Once you find the line with "target | man's face" in the entries below, return exactly every line from it through the line with "target | knuckle".

*** MATERIAL TO PROCESS Section Begins ***

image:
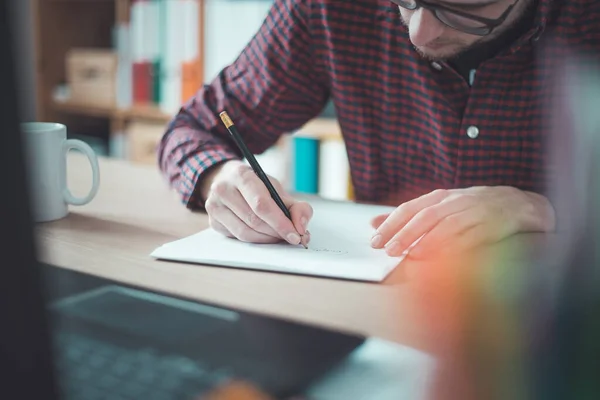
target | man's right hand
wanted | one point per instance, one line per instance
(240, 206)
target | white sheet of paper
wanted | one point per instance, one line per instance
(339, 247)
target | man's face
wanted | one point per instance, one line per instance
(436, 41)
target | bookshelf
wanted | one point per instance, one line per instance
(62, 25)
(132, 130)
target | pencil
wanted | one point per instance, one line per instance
(256, 167)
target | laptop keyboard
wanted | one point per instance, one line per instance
(90, 369)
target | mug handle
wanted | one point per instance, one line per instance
(87, 150)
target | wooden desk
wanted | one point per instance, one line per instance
(134, 212)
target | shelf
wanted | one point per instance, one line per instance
(148, 112)
(321, 128)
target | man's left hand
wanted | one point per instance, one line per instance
(461, 218)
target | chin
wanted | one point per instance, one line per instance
(439, 54)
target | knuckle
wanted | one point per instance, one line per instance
(220, 188)
(253, 221)
(211, 205)
(440, 193)
(243, 170)
(260, 205)
(428, 214)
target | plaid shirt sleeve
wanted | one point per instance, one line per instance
(269, 90)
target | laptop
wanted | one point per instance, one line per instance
(66, 335)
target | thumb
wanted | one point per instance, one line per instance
(378, 220)
(301, 213)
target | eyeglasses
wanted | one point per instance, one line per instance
(461, 21)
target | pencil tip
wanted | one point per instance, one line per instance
(225, 118)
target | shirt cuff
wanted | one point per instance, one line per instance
(193, 169)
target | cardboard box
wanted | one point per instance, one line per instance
(143, 138)
(91, 75)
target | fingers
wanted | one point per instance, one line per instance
(237, 204)
(402, 215)
(449, 231)
(230, 225)
(378, 220)
(240, 205)
(259, 199)
(423, 222)
(301, 213)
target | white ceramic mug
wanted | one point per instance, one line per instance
(47, 149)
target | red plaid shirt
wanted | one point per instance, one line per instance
(410, 125)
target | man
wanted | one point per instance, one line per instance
(441, 104)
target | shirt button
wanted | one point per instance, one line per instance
(437, 66)
(472, 131)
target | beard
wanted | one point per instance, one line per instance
(503, 35)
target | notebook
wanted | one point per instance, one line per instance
(339, 247)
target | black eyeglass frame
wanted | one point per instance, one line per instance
(490, 24)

*** MATERIAL TO PROCESS Section Ends ***

**THE COMPLETED TASK:**
target | man's face
wanted | one point per instance, one line per instance
(436, 41)
target | bookshelf
wanted | one point per instance, one line per instance
(62, 25)
(132, 130)
target | pencil
wanted | one point per instance, one line per instance
(256, 167)
target | laptop keyboard
wanted | one point per instance, one line per instance
(90, 369)
target | mug handle
wanted | one point per instance, one line per instance
(87, 150)
target | wooden desk
wanted | one point per instance, one line per instance
(134, 212)
target | shelf
wanted | one point per instance, one line per instance
(148, 112)
(321, 128)
target | man's left hand
wanted | one point per instance, one line per instance
(461, 218)
target | chin
wanted | one point per instance, one line per instance
(439, 54)
target | knuckle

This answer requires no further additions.